SELECTED EXTRACT -
▼

Yay! Looks great!. You won't regret it. So much easier to take care of.
Love your decor, but do keep an eye on it for any kind a paint leaching. Just a safety precaution.
I really love it though.


----------



## TerriGtoo (Jul 2, 2013)

I use PP Cascade 100 on my larger tanks. you might want to try a smaller one as even with the flow turned all the way down it may still be too strong Spec 5. I have some of the Cascade 20's as well for my smaller tanks and they do a good job. Cascade 20's are hard to come by however. My filter of choice for my 3 gallon tanks is the Deep Blue Nano (Biomaxx) filter.




latentimage said:


> After reading your posts, I think removal of the partition is the only way. I am looking at ordering a Penn Plax Cascade 100. Says it's good for up to 20 gallons. Is this a good choice?
> 
> Thanks again!


----------



## latentimage (Jun 29, 2014)

▲

ENTRIES -
▼

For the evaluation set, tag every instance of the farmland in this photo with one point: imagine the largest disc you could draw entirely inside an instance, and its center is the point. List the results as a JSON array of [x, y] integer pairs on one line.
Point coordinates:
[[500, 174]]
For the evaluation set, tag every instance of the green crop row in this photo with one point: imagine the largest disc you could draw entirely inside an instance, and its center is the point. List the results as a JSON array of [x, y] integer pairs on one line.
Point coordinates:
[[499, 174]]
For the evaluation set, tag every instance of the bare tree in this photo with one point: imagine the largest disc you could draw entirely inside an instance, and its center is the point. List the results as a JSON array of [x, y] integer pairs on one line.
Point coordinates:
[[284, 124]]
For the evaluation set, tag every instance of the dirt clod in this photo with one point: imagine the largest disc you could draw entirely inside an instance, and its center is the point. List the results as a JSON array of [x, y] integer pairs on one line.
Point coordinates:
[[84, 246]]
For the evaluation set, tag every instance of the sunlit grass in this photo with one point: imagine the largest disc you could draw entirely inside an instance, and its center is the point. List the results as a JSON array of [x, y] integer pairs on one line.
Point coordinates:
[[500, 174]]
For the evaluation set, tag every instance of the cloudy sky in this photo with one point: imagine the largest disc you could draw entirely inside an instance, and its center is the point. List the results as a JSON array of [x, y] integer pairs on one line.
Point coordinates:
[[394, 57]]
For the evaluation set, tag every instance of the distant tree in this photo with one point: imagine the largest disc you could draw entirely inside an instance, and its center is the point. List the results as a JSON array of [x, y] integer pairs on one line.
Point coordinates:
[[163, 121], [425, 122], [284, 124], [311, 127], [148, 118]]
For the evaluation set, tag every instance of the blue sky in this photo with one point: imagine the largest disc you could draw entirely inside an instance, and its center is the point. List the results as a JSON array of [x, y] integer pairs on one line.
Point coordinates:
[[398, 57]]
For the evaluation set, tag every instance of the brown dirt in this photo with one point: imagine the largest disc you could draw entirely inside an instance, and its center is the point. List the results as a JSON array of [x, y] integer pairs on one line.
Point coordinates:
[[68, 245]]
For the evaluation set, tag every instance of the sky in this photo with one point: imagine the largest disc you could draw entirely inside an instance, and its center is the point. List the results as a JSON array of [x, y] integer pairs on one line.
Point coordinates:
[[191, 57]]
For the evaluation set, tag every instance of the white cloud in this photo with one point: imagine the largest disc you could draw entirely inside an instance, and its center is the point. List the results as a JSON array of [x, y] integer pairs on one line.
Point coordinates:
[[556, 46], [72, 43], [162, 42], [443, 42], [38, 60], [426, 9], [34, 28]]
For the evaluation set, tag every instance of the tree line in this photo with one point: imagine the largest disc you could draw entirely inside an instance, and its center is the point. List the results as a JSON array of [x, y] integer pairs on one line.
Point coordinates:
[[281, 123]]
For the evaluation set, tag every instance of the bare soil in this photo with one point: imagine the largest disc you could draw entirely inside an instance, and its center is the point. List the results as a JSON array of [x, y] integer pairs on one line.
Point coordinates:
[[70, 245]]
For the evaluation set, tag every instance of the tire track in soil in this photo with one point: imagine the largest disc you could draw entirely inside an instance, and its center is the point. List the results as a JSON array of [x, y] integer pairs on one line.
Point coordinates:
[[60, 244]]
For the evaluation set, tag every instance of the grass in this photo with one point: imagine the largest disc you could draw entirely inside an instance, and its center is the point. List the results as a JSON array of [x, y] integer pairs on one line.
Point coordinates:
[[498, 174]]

▲

TASK REQUIREMENTS -
(1) Summarize the aquarium filter thread in two sentences.
(2) According to the aquarium filter thread, which filter does TerriGtoo prefer for 3 gallon tanks?
(3) Take the aquarium filter thread further from the point where it stops.

ANSWERS IN ORDER -
(1) After deciding that removing the partition is the only way, latentimage plans to order a Penn Plax Cascade 100 and asks whether it is a good choice, while another reply praises the decor but advises watching it for paint leaching. TerriGtoo uses the Cascade 100 on larger tanks but warns it may be too strong for a Spec 5 even at the lowest flow, suggests a smaller one such as the hard-to-find Cascade 20, and names the Deep Blue Nano (Biomaxx) as the filter of choice for 3 gallon tanks.

(2) The Deep Blue Nano (Biomaxx) filter.

(3)
Well, I got the C2 in this morning, and I got it up and running. Rex was fully recovered, so I introduced him back into the tank with it. He loves it! No problems with the water flow, and the tank is sparkling. I am in the process of setting up a 3 way divided 10 gallon for some bettas I'm getting from Thailand, and I'm going to order the same filter for that too. In my opinion, the C2 is very betta friendly and a fantastic price. If anyone is interested in getting one, check Amazon.

Rex still doesn't trust the end of the tank that used to have the partition for the filter. He goes close to it, but just kind of sits there. I can tell he's thinking things just aren't quite right. I've added some plants in that area, and I hope he will eventually try them out and enjoy them. Hopefully soon! Thanks again to everyone for their help! I'm just so happy he's healthy again, and that the changes I made to the tank should prevent future illness. I did the math, and it's been almost 2.5 years since I bought Rex. Hopefully he grows much older!


----------



## mart (Dec 18, 2013)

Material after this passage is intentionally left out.